[Start of Available data]

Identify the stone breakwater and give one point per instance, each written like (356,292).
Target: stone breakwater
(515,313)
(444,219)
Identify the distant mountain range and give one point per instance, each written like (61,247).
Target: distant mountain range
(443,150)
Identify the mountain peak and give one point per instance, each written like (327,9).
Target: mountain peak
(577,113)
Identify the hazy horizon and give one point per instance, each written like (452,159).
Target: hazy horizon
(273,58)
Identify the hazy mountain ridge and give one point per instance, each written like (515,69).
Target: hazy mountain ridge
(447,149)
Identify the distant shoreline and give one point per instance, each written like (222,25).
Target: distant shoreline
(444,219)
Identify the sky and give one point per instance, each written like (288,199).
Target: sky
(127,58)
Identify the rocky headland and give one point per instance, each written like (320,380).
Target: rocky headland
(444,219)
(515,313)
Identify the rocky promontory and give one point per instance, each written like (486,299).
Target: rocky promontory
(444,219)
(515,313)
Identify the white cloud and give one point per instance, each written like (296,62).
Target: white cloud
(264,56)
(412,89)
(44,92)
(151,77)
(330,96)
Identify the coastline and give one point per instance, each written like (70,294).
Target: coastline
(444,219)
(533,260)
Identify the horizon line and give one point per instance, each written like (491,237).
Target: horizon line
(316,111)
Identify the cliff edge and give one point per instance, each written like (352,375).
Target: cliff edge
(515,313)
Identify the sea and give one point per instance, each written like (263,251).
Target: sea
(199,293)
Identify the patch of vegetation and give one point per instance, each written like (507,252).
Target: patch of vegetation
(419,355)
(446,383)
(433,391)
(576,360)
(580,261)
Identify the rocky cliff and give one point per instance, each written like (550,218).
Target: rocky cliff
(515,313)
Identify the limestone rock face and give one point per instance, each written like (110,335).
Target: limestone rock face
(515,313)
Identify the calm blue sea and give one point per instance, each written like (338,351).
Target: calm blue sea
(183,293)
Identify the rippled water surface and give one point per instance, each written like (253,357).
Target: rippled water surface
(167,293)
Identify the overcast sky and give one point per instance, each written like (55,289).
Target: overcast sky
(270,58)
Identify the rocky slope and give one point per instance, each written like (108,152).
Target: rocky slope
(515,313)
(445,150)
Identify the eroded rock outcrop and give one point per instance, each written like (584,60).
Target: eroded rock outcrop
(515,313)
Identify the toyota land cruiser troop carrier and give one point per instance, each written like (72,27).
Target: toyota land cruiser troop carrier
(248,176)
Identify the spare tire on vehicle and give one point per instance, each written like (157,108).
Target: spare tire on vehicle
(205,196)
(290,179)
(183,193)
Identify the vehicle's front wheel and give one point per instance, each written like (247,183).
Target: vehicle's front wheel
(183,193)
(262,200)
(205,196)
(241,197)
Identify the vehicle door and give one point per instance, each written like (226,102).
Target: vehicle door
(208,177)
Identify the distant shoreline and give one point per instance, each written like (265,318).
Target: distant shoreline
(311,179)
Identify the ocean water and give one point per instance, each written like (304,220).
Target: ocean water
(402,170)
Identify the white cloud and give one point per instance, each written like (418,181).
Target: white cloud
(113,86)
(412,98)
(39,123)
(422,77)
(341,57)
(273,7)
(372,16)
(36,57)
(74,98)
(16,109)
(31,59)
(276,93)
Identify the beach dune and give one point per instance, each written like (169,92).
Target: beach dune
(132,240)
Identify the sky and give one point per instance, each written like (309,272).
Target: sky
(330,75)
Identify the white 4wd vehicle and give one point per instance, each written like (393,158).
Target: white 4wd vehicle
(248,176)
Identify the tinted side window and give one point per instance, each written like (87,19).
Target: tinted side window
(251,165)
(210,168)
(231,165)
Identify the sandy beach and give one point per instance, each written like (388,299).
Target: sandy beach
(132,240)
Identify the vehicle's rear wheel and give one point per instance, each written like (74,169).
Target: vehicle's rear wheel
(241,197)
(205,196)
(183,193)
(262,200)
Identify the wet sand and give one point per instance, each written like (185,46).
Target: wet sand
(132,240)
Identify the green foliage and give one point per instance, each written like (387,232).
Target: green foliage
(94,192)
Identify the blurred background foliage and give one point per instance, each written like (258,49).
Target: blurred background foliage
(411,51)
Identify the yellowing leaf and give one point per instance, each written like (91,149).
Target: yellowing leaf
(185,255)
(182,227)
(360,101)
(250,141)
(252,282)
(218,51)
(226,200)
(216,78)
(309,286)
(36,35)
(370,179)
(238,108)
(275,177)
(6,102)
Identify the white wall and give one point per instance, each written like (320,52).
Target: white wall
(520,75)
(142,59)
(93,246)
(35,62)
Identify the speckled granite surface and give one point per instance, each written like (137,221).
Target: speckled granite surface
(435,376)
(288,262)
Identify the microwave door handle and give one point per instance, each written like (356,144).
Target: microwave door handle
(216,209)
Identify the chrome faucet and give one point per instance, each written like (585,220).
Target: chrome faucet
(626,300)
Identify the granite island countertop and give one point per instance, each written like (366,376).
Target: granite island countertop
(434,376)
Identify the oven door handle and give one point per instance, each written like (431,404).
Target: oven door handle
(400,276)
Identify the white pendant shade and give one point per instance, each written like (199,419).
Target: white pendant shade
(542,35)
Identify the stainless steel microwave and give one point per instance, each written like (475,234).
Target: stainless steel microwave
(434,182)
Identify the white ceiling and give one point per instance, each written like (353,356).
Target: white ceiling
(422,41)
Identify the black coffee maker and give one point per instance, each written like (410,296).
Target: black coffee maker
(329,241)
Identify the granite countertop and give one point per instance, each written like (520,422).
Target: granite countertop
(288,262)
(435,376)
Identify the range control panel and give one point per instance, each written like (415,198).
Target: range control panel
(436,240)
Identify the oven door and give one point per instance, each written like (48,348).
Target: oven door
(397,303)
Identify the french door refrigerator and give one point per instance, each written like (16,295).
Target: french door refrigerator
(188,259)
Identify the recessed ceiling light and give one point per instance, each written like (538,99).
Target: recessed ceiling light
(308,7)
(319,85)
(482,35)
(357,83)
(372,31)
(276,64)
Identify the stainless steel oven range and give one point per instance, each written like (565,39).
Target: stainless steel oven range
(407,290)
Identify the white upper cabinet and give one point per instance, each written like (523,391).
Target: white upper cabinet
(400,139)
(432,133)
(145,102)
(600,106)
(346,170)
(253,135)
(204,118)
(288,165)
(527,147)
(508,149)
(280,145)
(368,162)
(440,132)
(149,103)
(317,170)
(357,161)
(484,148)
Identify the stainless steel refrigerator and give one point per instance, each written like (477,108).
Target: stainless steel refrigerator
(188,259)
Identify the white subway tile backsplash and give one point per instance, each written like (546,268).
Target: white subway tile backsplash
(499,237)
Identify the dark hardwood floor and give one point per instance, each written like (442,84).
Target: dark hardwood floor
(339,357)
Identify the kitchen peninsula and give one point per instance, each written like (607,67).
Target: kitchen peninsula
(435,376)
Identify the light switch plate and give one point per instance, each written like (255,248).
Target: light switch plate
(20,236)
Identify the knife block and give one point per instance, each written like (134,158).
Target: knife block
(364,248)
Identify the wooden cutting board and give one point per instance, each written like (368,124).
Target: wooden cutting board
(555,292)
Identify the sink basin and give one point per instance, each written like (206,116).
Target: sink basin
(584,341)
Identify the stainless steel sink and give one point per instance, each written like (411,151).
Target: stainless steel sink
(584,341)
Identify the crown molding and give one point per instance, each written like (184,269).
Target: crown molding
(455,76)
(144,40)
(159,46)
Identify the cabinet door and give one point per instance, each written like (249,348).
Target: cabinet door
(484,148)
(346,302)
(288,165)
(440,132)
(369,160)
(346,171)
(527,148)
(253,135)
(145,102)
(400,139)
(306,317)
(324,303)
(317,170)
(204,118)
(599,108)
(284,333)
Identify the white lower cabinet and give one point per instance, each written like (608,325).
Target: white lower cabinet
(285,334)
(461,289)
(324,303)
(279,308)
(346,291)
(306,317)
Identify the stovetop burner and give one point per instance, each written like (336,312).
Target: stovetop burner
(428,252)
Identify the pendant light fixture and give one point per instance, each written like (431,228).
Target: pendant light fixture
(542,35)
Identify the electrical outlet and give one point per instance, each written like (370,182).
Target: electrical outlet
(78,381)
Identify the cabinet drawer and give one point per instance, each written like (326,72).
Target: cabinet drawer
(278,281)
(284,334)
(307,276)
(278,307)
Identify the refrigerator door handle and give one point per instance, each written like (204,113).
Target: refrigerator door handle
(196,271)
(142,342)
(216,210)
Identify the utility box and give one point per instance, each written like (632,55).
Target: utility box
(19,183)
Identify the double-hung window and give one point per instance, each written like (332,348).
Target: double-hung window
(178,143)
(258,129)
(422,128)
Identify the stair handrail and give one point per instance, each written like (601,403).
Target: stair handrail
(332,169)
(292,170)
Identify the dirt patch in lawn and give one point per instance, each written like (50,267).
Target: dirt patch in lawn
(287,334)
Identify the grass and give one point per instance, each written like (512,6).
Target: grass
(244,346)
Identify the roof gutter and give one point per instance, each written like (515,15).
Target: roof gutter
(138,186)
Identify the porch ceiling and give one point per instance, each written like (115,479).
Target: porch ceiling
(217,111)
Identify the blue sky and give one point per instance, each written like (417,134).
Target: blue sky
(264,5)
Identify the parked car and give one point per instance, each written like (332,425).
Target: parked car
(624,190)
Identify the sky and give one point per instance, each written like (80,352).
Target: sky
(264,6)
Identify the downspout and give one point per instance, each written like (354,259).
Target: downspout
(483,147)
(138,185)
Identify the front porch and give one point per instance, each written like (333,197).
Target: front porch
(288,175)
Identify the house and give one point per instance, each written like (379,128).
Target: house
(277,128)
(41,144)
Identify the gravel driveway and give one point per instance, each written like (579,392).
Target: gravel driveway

[End of Available data]

- **Challenge**: Please extract exactly, and only, the lines from the line containing "Identify the stair" through the last line of the records.

- **The output**:
Identify the stair handrail and give one point per instance, each written like (601,403).
Target: stair handrail
(332,169)
(292,170)
Identify the dirt patch in lawn and give one point per instance, each written like (50,267).
Target: dirt patch in lawn
(287,334)
Identify the grass and give one point per instance, each written like (512,6).
Target: grass
(244,346)
Identify the roof gutter and give one point per instance, each written like (515,15).
Target: roof gutter
(138,186)
Identify the porch ceiling and give one point per instance, each written like (115,479).
Target: porch ceiling
(217,111)
Identify the blue sky and give one point per instance, each written like (417,134).
Target: blue sky
(264,5)
Identify the parked car and give one point per instance, each written like (332,425).
Target: parked car
(624,190)
Identify the sky and give one point per instance, each written like (80,352).
Target: sky
(264,6)
Identify the downspout and give one point per instance, each written like (354,259).
Target: downspout
(483,147)
(138,185)
Identify the front porch and give one point per instance, each written like (333,197).
Target: front porch
(288,175)
Identify the house and give one point per instance, each written like (379,128).
Target: house
(277,128)
(41,144)
Identify the gravel driveway and give one point per instance, each written like (579,392).
Target: gravel driveway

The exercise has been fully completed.